### Set problem
All entries below need to be written out exactly, but without their pictures.

Excerpts of location labeling data:
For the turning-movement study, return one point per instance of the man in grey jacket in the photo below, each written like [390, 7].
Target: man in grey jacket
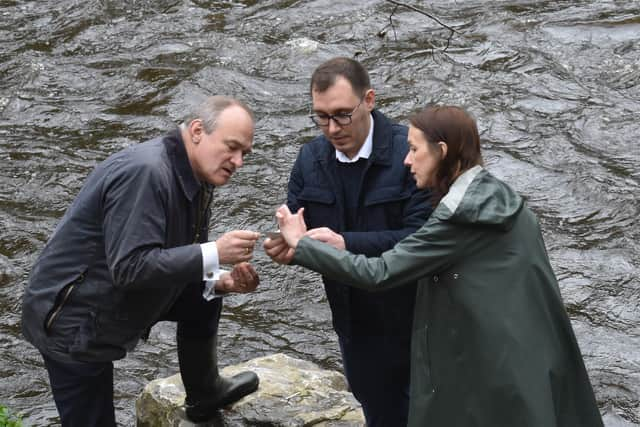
[132, 250]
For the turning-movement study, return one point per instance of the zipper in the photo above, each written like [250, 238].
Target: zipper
[62, 301]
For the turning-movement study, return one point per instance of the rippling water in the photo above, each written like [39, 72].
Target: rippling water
[555, 87]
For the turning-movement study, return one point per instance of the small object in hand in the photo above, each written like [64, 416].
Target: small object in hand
[273, 234]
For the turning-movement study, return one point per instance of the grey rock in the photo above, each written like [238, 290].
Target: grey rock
[292, 393]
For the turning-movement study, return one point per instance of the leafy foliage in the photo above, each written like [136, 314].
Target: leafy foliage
[7, 419]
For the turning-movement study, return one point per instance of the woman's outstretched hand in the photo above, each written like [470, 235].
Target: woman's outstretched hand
[292, 226]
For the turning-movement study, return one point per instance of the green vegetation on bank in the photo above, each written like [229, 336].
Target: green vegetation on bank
[7, 419]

### Reply
For the turning-movement study, return one point per instance of the man in grey jacket in the photo below, each written like [390, 7].
Target: man in grey jacket
[132, 250]
For the turning-movement study, return one point per instance of the zipper in the photo above, each written like [250, 238].
Target: zipper
[62, 301]
For the turning-movement study, return one point per instance of the rippling water in the photo above, each written like [39, 72].
Target: rippling water
[555, 87]
For the turning-movement study, return one point per instance of the small object in hand in the photo above, each written like [64, 416].
Target: small object in hand
[273, 234]
For the turning-movement study, return one point per instance of the grey rock in the photo above, each written like [238, 290].
Target: grey rock
[292, 393]
For the turning-movement study, return one point per instance of the leafy foliage in the photo above, each written like [136, 314].
Target: leafy foliage
[7, 419]
For the turning-movement study, return one point per instance of the woman's outstretched hand in the photo above, each written like [470, 235].
Target: woman's outstretched hand
[292, 226]
For the turning-movement study, return one point per instance of the green vegetation on bank in the photo above, each written like [229, 336].
Target: green vegetation on bank
[7, 419]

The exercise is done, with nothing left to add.